Reproduce word for word the lines below, starting with the line that contains "find white water stream" and going on through the line that contains "(0, 429), (149, 483)".

**SUPPLIED MATERIAL**
--*--

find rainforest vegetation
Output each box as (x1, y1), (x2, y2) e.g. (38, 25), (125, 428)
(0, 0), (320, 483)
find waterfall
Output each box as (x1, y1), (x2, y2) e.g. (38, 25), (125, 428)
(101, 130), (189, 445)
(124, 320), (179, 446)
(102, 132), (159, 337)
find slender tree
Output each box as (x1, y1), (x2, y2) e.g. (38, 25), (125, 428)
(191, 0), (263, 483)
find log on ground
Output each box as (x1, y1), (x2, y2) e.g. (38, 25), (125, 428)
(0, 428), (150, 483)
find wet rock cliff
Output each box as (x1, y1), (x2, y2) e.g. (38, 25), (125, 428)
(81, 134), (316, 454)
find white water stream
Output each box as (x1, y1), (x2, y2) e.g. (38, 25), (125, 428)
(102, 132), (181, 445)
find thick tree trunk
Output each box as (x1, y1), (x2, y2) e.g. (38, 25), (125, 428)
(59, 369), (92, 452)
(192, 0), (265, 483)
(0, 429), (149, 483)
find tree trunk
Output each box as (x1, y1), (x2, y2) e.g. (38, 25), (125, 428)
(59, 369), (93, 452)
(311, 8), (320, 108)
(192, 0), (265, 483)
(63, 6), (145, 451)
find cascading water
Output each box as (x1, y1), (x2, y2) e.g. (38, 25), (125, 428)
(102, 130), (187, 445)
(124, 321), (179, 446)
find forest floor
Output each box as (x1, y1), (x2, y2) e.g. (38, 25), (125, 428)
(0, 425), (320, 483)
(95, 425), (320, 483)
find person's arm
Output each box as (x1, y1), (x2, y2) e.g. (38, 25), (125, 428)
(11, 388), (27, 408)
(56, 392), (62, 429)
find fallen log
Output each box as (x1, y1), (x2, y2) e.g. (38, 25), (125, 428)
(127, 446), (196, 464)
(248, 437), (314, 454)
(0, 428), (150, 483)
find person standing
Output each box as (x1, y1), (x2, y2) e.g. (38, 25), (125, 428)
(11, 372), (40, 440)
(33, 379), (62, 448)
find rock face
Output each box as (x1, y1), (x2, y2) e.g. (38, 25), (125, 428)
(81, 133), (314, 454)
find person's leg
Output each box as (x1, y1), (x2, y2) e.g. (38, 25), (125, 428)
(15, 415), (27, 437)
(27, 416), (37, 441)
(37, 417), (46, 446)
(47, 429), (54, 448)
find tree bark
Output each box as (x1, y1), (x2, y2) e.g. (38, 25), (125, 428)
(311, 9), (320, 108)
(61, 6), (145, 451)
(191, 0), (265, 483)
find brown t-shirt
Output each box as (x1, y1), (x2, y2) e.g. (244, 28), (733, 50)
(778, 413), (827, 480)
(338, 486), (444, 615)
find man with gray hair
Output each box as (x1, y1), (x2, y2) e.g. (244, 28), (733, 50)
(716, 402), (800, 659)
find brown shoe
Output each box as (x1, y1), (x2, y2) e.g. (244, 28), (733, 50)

--*--

**ANSWER TO THIS TASK**
find white water stream
Output each box as (x1, y1), (x2, y2) e.g. (38, 25), (125, 428)
(102, 132), (181, 445)
find thick tree trunk
Output each box as (x1, y1), (x2, y2) e.g. (38, 25), (125, 428)
(59, 369), (92, 452)
(192, 0), (265, 483)
(0, 429), (149, 483)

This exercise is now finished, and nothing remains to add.